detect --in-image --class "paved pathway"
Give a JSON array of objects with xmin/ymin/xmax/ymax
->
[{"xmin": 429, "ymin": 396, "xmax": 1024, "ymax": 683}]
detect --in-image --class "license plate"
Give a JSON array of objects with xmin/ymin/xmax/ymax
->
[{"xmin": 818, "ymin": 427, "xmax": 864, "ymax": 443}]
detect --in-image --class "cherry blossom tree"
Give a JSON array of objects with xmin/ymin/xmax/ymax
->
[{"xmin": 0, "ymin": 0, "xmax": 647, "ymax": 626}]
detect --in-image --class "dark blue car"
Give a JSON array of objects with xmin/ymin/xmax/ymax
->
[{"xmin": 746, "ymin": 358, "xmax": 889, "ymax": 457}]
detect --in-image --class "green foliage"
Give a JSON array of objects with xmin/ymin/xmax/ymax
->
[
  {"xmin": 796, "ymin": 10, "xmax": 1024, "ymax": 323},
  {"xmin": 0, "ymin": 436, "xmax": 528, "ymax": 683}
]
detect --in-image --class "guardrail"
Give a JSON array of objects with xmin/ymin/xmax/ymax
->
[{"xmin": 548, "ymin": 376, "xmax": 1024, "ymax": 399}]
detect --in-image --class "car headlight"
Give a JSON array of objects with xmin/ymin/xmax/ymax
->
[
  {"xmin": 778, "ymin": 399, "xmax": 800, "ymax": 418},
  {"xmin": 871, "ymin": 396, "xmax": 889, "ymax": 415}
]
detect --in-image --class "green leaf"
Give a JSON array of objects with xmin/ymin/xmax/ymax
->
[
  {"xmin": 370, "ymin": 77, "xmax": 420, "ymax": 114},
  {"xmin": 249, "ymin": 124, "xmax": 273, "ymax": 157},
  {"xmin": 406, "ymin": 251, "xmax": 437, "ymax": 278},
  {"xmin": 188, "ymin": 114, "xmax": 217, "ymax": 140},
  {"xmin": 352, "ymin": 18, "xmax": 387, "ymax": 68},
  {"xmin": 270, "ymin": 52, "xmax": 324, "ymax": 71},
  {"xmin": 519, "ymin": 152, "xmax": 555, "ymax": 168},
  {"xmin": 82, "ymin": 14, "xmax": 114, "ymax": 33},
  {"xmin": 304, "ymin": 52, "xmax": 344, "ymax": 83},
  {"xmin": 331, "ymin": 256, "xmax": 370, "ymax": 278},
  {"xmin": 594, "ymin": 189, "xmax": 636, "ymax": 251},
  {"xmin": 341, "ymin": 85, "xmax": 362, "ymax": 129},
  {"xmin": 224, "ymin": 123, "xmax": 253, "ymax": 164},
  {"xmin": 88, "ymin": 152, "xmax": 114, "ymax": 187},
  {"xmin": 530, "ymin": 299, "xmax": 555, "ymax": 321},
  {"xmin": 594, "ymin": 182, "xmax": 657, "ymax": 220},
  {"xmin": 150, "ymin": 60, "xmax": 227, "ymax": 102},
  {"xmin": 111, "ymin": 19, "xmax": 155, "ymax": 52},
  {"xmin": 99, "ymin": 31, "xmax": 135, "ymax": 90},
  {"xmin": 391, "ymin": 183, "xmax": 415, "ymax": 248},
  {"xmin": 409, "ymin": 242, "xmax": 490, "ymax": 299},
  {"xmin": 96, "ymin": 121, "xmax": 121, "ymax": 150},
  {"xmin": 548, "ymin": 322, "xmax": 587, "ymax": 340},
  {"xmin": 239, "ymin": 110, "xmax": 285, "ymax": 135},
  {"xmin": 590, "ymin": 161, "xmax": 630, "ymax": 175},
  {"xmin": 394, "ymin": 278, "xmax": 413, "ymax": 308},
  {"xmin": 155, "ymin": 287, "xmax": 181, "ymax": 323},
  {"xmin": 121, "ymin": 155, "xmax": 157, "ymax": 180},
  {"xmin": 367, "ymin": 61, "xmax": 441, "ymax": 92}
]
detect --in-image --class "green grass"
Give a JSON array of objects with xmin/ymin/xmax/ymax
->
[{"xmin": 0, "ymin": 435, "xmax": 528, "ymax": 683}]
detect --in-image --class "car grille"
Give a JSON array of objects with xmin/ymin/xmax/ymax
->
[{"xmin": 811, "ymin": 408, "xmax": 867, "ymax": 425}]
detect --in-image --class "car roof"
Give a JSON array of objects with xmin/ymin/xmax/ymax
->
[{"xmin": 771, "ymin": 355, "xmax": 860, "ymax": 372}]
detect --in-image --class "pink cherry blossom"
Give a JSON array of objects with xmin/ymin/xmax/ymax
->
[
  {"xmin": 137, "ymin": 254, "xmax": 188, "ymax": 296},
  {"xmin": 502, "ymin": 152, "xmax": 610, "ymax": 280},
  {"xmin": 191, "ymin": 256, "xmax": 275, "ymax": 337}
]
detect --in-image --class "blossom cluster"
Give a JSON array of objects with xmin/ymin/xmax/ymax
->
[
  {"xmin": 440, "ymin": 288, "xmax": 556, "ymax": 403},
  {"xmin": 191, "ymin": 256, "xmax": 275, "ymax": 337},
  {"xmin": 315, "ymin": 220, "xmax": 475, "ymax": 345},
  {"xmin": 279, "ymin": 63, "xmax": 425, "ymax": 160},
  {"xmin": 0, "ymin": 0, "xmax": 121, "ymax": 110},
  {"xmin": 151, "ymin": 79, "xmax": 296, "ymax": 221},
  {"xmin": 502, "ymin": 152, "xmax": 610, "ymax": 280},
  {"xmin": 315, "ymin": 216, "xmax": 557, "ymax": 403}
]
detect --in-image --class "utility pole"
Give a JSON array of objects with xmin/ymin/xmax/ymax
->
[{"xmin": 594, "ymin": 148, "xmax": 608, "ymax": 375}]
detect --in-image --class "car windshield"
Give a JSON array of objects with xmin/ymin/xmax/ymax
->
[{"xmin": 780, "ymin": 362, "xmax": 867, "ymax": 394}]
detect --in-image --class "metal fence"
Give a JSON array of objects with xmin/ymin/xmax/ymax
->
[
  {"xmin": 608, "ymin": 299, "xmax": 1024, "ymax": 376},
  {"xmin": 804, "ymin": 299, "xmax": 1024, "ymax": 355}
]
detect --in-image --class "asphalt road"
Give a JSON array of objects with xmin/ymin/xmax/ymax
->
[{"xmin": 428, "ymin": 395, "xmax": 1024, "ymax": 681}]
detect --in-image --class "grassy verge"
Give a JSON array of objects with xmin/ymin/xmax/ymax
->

What you have to do: Go through the records and print each one exactly.

Response below:
detect --in-image --class "paved pathway"
Give a JSON array of objects with xmin/ymin/xmax/ymax
->
[{"xmin": 429, "ymin": 396, "xmax": 1024, "ymax": 683}]
detect --in-image --class "license plate"
Give a JSON array of objects with xmin/ymin/xmax/ymax
->
[{"xmin": 818, "ymin": 427, "xmax": 864, "ymax": 443}]
detect --in-image --class "cherry blossom tree"
Give a JSON array of objects with xmin/ymin/xmax/ymax
->
[{"xmin": 0, "ymin": 0, "xmax": 647, "ymax": 626}]
detect --in-image --class "dark blue car"
Give a JSON array of objects with xmin/ymin/xmax/ymax
->
[{"xmin": 746, "ymin": 358, "xmax": 889, "ymax": 457}]
detect --in-image --class "green foliage"
Give a JSON array of objects with xmin/ymin/xmax/ymax
->
[
  {"xmin": 796, "ymin": 10, "xmax": 1024, "ymax": 323},
  {"xmin": 0, "ymin": 436, "xmax": 528, "ymax": 683}
]
detect --in-image --class "guardrail"
Give a JSON array of objects with xmin/ymin/xmax/ymax
->
[{"xmin": 548, "ymin": 376, "xmax": 1024, "ymax": 399}]
detect --in-image --class "car headlight"
Give a JSON array of objects with xmin/ymin/xmax/ymax
->
[
  {"xmin": 778, "ymin": 399, "xmax": 800, "ymax": 418},
  {"xmin": 871, "ymin": 396, "xmax": 889, "ymax": 415}
]
detect --in-image --class "green leaf"
Give a JSON array of objects with xmin/ymin/xmax/ymax
->
[
  {"xmin": 370, "ymin": 77, "xmax": 420, "ymax": 114},
  {"xmin": 249, "ymin": 124, "xmax": 273, "ymax": 157},
  {"xmin": 406, "ymin": 251, "xmax": 437, "ymax": 278},
  {"xmin": 188, "ymin": 114, "xmax": 217, "ymax": 140},
  {"xmin": 352, "ymin": 18, "xmax": 387, "ymax": 68},
  {"xmin": 270, "ymin": 52, "xmax": 324, "ymax": 71},
  {"xmin": 519, "ymin": 152, "xmax": 555, "ymax": 168},
  {"xmin": 82, "ymin": 14, "xmax": 114, "ymax": 33},
  {"xmin": 304, "ymin": 52, "xmax": 344, "ymax": 83},
  {"xmin": 331, "ymin": 256, "xmax": 370, "ymax": 278},
  {"xmin": 594, "ymin": 189, "xmax": 636, "ymax": 251},
  {"xmin": 341, "ymin": 85, "xmax": 362, "ymax": 129},
  {"xmin": 224, "ymin": 123, "xmax": 253, "ymax": 164},
  {"xmin": 88, "ymin": 152, "xmax": 114, "ymax": 187},
  {"xmin": 530, "ymin": 299, "xmax": 555, "ymax": 321},
  {"xmin": 594, "ymin": 182, "xmax": 657, "ymax": 220},
  {"xmin": 150, "ymin": 60, "xmax": 227, "ymax": 102},
  {"xmin": 111, "ymin": 19, "xmax": 155, "ymax": 52},
  {"xmin": 99, "ymin": 31, "xmax": 135, "ymax": 90},
  {"xmin": 391, "ymin": 183, "xmax": 415, "ymax": 248},
  {"xmin": 409, "ymin": 242, "xmax": 490, "ymax": 299},
  {"xmin": 96, "ymin": 121, "xmax": 121, "ymax": 150},
  {"xmin": 548, "ymin": 322, "xmax": 587, "ymax": 340},
  {"xmin": 239, "ymin": 110, "xmax": 285, "ymax": 135},
  {"xmin": 590, "ymin": 161, "xmax": 630, "ymax": 175},
  {"xmin": 394, "ymin": 278, "xmax": 413, "ymax": 308},
  {"xmin": 155, "ymin": 287, "xmax": 181, "ymax": 323},
  {"xmin": 121, "ymin": 155, "xmax": 157, "ymax": 180},
  {"xmin": 367, "ymin": 61, "xmax": 441, "ymax": 92}
]
detect --in-image --class "green grass"
Give a JSON array of objects with xmin/ymin/xmax/ymax
->
[{"xmin": 0, "ymin": 435, "xmax": 528, "ymax": 683}]
detect --in-image --class "car grille"
Give a JSON array of objects with xmin/ymin/xmax/ymax
->
[{"xmin": 811, "ymin": 408, "xmax": 867, "ymax": 425}]
detect --in-image --class "car roof"
Give a JSON array of objects with xmin/ymin/xmax/ymax
->
[{"xmin": 771, "ymin": 355, "xmax": 860, "ymax": 372}]
detect --in-image --class "pink cherry blossom"
Give a JSON array of objects with xmin/ymin/xmax/ymax
->
[
  {"xmin": 137, "ymin": 254, "xmax": 188, "ymax": 296},
  {"xmin": 502, "ymin": 152, "xmax": 610, "ymax": 280},
  {"xmin": 191, "ymin": 256, "xmax": 275, "ymax": 337}
]
detect --in-image --class "blossom cluster"
Give a JSON array of objects with xmin/ymin/xmax/ymax
->
[
  {"xmin": 440, "ymin": 288, "xmax": 556, "ymax": 403},
  {"xmin": 191, "ymin": 256, "xmax": 275, "ymax": 337},
  {"xmin": 315, "ymin": 220, "xmax": 475, "ymax": 345},
  {"xmin": 279, "ymin": 63, "xmax": 425, "ymax": 160},
  {"xmin": 0, "ymin": 0, "xmax": 121, "ymax": 110},
  {"xmin": 151, "ymin": 79, "xmax": 296, "ymax": 221},
  {"xmin": 502, "ymin": 152, "xmax": 610, "ymax": 280},
  {"xmin": 315, "ymin": 216, "xmax": 557, "ymax": 403}
]
detect --in-image --class "utility pole"
Give a JSON array of objects with xmin/ymin/xmax/ymax
->
[{"xmin": 594, "ymin": 148, "xmax": 608, "ymax": 375}]
detect --in-image --class "car windshield"
Give a JSON array of objects with xmin/ymin/xmax/ymax
->
[{"xmin": 780, "ymin": 362, "xmax": 867, "ymax": 394}]
detect --in-image --class "metal fence"
Give a JSON array of objects with xmin/ymin/xmax/ymax
->
[
  {"xmin": 608, "ymin": 299, "xmax": 1024, "ymax": 376},
  {"xmin": 804, "ymin": 299, "xmax": 1024, "ymax": 355}
]
detect --in-image --class "asphalt road"
Give a JSON array of objects with xmin/ymin/xmax/ymax
->
[{"xmin": 428, "ymin": 395, "xmax": 1024, "ymax": 681}]
detect --in-image --class "grassy verge"
Give a JSON array of objects with xmin/ymin/xmax/ymax
->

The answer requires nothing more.